EXTRAIT DU DOCUMENT:
▼▼▼
Ce corpus pourrait sembler, de par sa dimension professionnelle et spécialisée, quelque peu en décalage au regard de ce numéro qui questionne de manière large les mythes du XXIe siècle. Il met pourtant en lumière la dimension dynamique de la construction des mythes, leur fonction et leur mode de fonctionnement, et ce, pour au moins deux raisons.

Premièrement, pour la compréhension de la dynamique de construction de certains mythes, opérer une scission entre les discours professionnels spécialisés et le reste de la société nous semble dommageable en termes d’analyse. Les professionnels ne sont pas « coupés » du social. Ce fait est d’autant plus prégnant que nous parlons ici de professionnels de la communication, qualifiés précisément par Jean Baudrillard (1986 : 196) d’« opérateurs mythiques ». Leur interprétation et leur construction de la réalité sont continues, innervent les espaces sociaux de par leur travail du visible. Insistons par ailleurs sur ce point : cette construction est tout autant le produit d’un milieu socio-professionnel que de la société. La communication professionnalisée promeut des valeurs qui sont celles d’une société – ou pour être plus précise, les valeurs de l’une de ses versions –, comme par exemple le libéralisme, au sens où, à l’instar de la publicité, elle est « un vaste répertoire et une matrice de créolisation et de naturalisation des discours et des valeurs circulant dans une collectivité donnée […] vaste phénomène d’accompagnement et d’apprivoisement continu de notre monde et de notre modernité » (Soulages, 2013 : 41). C’est pourquoi tout discours communicationnel est profondément politique, sous couvert bien souvent d’être apolitique, notamment quand il relève de ressorts mythologiques. C’est même dans la prétendue posture apolitique que se comprend la part fondamentalement politique de ces discours. Les terrains issus de mondes professionnels sont donc bien des postes d’observation tout aussi pertinents que d’autres pour approcher la dynamique de fabrication des imaginaires sociaux, car ils manipulent et font circuler ces imaginaires à des fins diverses : d’ancrage, de validation, de promotion, de légitimation, etc.
▲▲▲
EXTRAITS DU MATÉRIEL:
▼▼▼
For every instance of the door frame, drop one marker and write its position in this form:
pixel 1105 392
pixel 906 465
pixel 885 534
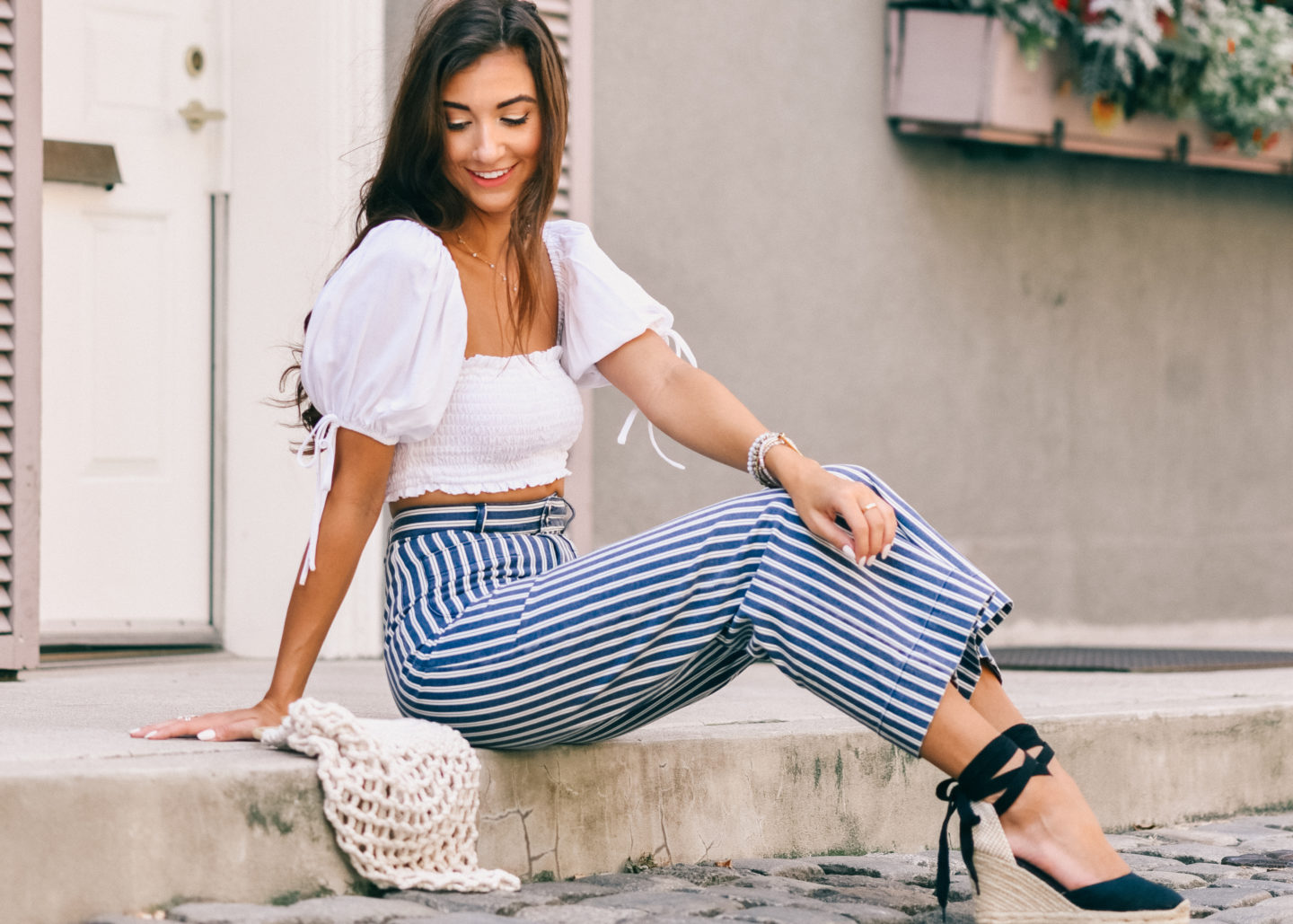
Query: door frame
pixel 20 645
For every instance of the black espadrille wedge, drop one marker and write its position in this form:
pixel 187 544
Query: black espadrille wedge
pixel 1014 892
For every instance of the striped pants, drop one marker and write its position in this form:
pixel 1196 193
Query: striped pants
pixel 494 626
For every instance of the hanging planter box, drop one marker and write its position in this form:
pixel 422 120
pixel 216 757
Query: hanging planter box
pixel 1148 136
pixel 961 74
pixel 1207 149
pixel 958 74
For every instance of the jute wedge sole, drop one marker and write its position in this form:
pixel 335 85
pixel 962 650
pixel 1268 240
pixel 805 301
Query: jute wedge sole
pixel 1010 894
▲▲▲
▼▼▼
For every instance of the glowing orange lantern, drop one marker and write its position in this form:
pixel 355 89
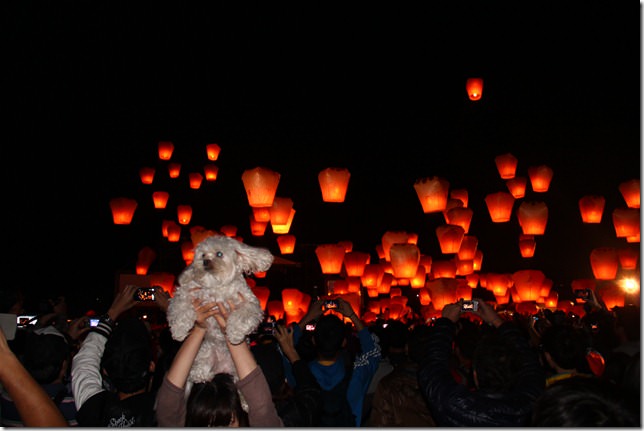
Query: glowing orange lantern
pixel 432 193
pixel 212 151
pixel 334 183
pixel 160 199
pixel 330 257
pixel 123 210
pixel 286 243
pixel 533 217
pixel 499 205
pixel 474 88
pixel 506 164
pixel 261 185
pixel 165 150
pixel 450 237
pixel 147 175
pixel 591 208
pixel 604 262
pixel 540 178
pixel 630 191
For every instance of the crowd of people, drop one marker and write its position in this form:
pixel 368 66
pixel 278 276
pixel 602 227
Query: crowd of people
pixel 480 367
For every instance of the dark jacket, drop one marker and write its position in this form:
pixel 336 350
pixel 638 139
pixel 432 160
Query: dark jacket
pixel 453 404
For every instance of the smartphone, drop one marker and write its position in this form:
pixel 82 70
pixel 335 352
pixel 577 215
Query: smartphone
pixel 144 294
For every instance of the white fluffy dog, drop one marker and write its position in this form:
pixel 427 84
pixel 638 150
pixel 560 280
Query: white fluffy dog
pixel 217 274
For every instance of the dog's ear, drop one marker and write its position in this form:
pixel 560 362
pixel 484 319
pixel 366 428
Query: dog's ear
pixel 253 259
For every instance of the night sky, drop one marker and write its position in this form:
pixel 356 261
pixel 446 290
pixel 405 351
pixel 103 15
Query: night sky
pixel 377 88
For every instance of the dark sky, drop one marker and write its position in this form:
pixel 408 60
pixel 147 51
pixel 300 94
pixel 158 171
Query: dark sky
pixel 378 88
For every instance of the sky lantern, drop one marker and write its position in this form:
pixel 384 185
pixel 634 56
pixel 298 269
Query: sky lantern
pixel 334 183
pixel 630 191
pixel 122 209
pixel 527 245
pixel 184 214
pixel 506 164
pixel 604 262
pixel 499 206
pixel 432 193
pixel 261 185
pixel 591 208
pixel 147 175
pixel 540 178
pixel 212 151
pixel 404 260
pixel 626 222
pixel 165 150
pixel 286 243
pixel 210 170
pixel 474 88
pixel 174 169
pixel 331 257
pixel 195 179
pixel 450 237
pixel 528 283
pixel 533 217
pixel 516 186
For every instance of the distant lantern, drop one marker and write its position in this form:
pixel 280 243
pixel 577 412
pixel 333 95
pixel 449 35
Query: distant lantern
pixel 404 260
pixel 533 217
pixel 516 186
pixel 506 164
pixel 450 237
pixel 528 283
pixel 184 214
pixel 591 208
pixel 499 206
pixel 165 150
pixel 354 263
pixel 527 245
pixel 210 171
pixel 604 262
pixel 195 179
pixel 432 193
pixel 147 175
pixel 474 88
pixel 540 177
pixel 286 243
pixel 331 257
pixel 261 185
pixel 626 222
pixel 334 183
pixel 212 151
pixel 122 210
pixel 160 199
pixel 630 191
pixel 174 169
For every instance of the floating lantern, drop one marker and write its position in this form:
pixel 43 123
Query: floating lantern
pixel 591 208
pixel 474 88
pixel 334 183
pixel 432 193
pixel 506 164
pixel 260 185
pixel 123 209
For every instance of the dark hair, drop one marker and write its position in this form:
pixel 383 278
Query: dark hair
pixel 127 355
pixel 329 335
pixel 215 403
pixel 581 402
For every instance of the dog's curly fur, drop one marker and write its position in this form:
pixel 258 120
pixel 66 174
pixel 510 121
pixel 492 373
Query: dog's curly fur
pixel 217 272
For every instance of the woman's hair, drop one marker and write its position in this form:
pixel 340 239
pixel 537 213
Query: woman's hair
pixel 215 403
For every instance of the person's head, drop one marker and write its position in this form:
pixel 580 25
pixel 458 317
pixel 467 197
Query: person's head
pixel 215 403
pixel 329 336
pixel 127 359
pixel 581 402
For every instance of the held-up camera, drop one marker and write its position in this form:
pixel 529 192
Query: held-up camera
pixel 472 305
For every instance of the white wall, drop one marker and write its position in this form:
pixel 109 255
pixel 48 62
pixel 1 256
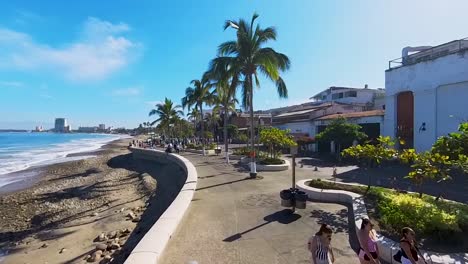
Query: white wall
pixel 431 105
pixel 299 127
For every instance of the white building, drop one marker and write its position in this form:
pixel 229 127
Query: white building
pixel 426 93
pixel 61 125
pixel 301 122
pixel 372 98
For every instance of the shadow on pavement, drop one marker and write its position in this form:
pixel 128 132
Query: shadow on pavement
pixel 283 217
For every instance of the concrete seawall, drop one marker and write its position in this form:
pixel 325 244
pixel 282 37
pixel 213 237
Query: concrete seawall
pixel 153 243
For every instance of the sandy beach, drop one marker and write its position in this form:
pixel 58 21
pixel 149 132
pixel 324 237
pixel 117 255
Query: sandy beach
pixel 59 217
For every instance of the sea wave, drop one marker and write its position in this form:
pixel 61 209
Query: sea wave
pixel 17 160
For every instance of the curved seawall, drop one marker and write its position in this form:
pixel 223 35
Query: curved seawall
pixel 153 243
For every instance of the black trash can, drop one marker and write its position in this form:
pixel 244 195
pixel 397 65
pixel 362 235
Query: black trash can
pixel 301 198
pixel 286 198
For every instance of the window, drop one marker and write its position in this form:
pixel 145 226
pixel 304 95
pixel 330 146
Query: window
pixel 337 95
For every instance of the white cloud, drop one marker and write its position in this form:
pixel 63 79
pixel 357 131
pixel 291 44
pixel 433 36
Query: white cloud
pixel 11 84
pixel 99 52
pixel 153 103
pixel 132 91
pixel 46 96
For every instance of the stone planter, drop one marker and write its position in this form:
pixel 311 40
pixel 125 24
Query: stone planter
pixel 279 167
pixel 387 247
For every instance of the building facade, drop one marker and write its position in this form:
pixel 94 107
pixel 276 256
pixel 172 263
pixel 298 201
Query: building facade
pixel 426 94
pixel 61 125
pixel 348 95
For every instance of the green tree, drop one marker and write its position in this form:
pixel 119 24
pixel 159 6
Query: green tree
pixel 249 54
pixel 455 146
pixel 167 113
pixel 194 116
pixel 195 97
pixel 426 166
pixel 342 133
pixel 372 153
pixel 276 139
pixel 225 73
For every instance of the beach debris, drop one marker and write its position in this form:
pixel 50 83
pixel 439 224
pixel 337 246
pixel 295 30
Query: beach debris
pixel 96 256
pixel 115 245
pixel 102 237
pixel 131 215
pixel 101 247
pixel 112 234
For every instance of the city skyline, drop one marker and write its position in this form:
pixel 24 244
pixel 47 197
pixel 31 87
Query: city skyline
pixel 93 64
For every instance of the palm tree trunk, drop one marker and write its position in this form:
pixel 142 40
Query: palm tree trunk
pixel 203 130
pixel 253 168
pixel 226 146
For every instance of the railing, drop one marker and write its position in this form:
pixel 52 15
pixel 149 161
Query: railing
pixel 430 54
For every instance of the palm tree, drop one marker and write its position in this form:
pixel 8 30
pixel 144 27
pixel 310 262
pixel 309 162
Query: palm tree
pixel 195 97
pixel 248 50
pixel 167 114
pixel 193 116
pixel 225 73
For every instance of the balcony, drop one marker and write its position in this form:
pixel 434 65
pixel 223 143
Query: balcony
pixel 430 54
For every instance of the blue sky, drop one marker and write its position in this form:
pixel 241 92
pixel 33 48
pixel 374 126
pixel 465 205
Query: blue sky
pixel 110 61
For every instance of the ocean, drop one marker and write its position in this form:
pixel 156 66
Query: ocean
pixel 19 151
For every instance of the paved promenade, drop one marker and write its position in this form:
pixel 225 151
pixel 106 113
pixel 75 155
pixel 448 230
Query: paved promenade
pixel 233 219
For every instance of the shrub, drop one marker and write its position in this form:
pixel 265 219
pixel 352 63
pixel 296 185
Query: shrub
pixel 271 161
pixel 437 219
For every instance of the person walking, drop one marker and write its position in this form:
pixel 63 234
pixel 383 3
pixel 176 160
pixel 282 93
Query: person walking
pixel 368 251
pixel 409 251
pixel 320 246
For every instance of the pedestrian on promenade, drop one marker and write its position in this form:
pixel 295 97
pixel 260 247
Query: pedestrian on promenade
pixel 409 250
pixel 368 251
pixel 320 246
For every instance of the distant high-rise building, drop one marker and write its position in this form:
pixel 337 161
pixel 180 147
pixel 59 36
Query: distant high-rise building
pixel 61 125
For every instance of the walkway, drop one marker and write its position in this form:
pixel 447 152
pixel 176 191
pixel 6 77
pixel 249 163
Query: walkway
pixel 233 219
▲▲▲
▼▼▼
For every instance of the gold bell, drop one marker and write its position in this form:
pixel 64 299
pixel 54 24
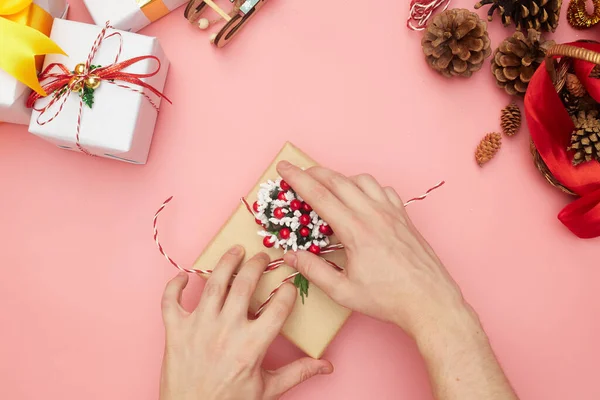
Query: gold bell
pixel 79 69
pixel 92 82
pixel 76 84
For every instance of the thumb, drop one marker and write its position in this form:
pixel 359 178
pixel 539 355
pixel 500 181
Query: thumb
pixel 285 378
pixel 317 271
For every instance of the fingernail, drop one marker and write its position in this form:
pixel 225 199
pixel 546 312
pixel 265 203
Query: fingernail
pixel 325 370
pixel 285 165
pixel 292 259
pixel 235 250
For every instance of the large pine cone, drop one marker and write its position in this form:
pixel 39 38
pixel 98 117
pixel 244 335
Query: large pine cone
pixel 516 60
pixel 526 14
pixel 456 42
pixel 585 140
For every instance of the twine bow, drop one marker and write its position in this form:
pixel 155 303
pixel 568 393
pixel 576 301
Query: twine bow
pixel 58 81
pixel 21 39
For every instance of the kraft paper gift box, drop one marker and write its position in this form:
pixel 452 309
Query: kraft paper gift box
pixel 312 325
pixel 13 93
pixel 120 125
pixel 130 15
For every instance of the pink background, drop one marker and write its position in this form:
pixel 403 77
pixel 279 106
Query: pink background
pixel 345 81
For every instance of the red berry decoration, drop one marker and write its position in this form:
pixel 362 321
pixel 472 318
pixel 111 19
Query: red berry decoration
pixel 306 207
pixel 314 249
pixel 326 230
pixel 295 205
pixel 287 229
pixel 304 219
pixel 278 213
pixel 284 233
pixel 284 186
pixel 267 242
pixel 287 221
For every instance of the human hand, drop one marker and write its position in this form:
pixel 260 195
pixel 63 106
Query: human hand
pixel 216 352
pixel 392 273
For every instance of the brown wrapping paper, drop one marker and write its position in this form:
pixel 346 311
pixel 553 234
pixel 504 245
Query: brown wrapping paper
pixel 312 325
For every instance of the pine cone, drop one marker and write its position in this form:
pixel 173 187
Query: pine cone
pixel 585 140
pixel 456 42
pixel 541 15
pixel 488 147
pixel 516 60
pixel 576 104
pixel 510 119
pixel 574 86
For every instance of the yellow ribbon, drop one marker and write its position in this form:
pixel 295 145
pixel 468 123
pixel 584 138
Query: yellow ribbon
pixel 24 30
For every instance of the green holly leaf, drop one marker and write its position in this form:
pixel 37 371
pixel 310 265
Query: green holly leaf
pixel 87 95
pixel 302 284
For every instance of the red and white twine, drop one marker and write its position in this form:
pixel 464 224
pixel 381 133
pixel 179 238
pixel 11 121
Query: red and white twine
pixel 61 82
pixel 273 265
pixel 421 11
▲▲▲
EXERCICES À FAIRE:
1: Répondez brièvement à ces questions sur l'extrait sur la construction des mythes :
(a) Pour combien de raisons au moins ce corpus met-il en lumière la dimension dynamique de la construction des mythes ?
(b) Par quelle expression Jean Baudrillard qualifie-t-il les professionnels de la communication ?
(c) Quelle valeur est citée en exemple parmi celles que promeut la communication professionnalisée ?
2: Dans l'extrait sur la construction des mythes, relevez toutes les fins nommées pour lesquelles les terrains issus de mondes professionnels manipulent et font circuler les imaginaires.
Ce matériel n'a aucun rapport avec l'extrait sur la construction des mythes.

RÉPONSES DANS L'ORDRE:
1:
(a) Au moins deux raisons.
(b) « opérateurs mythiques ».
(c) Le libéralisme.

2: Ancrage, validation, promotion, légitimation.